Your objective: Reproduce all of the material exactly as shown.

Pointing dataset excerpts:
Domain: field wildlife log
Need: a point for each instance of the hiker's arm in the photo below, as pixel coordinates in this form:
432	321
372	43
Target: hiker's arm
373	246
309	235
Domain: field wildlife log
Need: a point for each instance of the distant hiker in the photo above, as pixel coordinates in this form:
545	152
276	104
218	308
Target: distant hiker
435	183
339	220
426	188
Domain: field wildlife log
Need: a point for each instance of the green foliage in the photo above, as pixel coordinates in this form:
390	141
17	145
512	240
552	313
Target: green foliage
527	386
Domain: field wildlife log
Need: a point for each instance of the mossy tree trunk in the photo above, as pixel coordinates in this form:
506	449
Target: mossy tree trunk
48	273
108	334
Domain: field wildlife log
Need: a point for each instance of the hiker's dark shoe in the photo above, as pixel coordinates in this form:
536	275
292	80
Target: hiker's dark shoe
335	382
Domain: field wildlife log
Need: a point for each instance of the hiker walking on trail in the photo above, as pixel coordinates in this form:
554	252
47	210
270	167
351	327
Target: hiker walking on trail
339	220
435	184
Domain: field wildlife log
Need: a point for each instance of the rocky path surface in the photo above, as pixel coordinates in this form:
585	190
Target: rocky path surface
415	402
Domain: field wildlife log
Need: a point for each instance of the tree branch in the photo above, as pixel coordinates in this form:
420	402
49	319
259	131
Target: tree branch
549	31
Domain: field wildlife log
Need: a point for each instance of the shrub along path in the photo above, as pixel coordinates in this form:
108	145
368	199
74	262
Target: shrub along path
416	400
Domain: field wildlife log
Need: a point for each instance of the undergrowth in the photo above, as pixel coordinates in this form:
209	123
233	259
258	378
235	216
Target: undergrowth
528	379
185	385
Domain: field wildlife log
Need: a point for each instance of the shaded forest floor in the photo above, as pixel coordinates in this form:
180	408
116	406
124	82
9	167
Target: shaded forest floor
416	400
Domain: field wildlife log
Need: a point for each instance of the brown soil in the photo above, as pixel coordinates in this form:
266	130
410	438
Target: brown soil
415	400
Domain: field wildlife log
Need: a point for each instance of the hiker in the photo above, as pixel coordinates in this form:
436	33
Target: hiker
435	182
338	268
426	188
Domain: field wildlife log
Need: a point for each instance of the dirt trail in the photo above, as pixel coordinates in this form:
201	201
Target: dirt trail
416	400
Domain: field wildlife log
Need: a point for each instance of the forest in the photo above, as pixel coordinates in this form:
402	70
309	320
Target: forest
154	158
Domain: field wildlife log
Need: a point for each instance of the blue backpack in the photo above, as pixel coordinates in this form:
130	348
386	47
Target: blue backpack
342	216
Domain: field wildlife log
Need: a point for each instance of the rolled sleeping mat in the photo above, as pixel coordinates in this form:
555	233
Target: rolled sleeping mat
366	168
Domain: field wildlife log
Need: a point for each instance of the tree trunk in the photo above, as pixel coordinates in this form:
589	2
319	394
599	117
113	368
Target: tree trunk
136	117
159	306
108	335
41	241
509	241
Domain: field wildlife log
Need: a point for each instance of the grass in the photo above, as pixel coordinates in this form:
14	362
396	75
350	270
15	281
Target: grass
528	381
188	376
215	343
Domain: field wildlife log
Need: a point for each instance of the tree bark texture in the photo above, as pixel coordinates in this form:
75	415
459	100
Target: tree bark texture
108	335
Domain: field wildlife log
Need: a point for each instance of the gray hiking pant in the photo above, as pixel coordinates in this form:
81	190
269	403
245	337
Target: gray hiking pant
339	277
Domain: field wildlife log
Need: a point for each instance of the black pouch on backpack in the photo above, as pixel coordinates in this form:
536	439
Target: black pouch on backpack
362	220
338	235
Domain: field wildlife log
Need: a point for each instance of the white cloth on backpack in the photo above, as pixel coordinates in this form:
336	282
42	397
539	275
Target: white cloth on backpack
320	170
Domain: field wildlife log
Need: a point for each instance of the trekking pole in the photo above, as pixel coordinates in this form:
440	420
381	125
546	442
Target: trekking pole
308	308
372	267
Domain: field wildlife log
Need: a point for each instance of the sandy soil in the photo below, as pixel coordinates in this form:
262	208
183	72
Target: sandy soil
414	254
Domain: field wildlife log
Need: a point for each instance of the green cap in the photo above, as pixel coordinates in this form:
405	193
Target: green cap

Answer in full:
Domain: field wildlife log
Need: a point for each instance of the hiker's arm in the photo below, as pixel coordinates in this form:
432	321
372	43
Target: hiker's arm
373	246
309	235
Domain: field wildlife log
Need: a point for each instance of the distant hiker in the photo above, as pixel coordinates in this form:
545	152
276	104
218	308
Target: distant hiker
435	183
339	220
426	188
Domain: field wildlife log
Need: a point for each instance of the green foliage in the photo above, as pixel coordinates in this form:
390	141
17	145
512	240
552	313
Target: green foliage
527	386
Domain: field wildlife log
Need: a point for each instance of the mossy tree trunk in the photo above, as pixel coordinates in this form:
506	449
Target: mossy tree trunk
48	273
108	334
Domain: field wildlife log
Need: a point for each instance of the hiker's dark shoe in the photo above, as pixel coordinates in this form:
536	275
292	80
Target: hiker's dark shoe
335	382
Domain: field wildlife log
Need: a point for each instance of the hiker walking on trail in the photo above, as pixel coordinates in this form:
554	252
47	210
270	167
351	327
Target: hiker walking on trail
339	220
435	184
Domain: field wildlife log
Need: a point for each instance of the rocky path surface in the photo above, as pixel coordinates in this form:
585	190
Target: rocky path surface
415	402
Domain: field wildlife log
Need: a point for each instance of the tree branch in the photo above, as pixel coordinates in this form:
420	402
49	319
259	131
Target: tree branch
549	31
Domain: field wildlife log
Need: a point for each instance of the shrub along path in the photo above, as pixel coordinates in this form:
108	145
368	199
74	262
Target: shrub along path
416	400
Domain: field wildlife log
Need: a point for each instance of the undergrowth in the photo above, as pixel coordinates in this form:
209	123
233	259
258	378
235	216
Target: undergrowth
528	379
185	385
Domain: field wildlife log
Need: a point for each instance of the shaded forest floor in the photo above, as pixel coordinates in this form:
180	408
116	406
124	82
9	167
Target: shaded forest floor
416	400
Domain: field wildlife log
Need: a point for each instance of the brown soil in the photo above, as pixel coordinates in this form:
266	130
410	438
Target: brown soil
415	400
Domain: field wildlife log
Need: a point for each instance of the hiker in the photo above, as pixel coordinates in this form:
436	33
Target: hiker
435	182
338	268
426	188
Domain: field wildlife log
Need: a point for each instance of the dirt trail in the photo above, as pixel coordinates in this form:
201	201
Target: dirt trail
416	400
Domain: field wildlife log
Need: a point for each instance of the forest in the photo above, as pixel coordinates in this form:
402	70
309	320
Target: forest
154	158
Domain: field wildlife log
Need: a point for each instance of the blue backpack in the photo above, as pixel coordinates in this form:
130	348
386	47
Target: blue backpack
342	216
Domain: field wildlife log
Need: a point for each instance of the rolled sleeping mat in the photo above, as pixel coordinates in this form:
555	233
Target: rolled sleeping mat
366	168
Domain: field wildlife log
Need: a point for each instance of the tree trunk in the photo above, as pixel coordinates in this form:
589	2
319	394
599	117
113	368
Target: tree trunk
136	117
159	306
108	335
41	241
509	241
Domain: field wildlife log
Need: a point for each instance of the grass in the photo above, as pixel coordinates in this form:
14	362
396	75
350	270
15	281
Target: grass
528	381
188	376
215	343
Domain: field wildlife log
Need: a point for each instance of the tree bark texture in the photo above, as pixel coordinates in this form:
75	415
459	100
Target: tree bark texture
108	335
Domain: field wildlife log
Need: a point for each instance of the gray hiking pant in the photo above, as pixel coordinates in this form:
81	190
269	403
245	337
Target: gray hiking pant
339	277
Domain: field wildlife log
Need: a point for each instance of the black pouch on backpack in the photo above, as pixel coordinates in this form:
536	439
Target: black pouch on backpack
362	220
338	235
Domain: field wildlife log
Need: a point for each instance of the white cloth on backpack in the photo above, as pixel coordinates in this form:
336	282
42	397
539	275
Target: white cloth on backpack
320	170
Domain: field wildlife log
Need: a point for each instance of the trekking pole in the photo above, as pixel coordinates in this form:
440	420
381	125
546	442
Target: trekking pole
308	308
372	267
Domain: field wildlife log
Need: a point for each instance of the sandy soil in the photo below, as pixel coordinates in this form:
262	208
183	72
Target: sandy soil
414	254
Domain: field wildlife log
Need: a point for each instance of the green cap in the photo above, as pixel coordinates in this form:
405	193
Target: green cap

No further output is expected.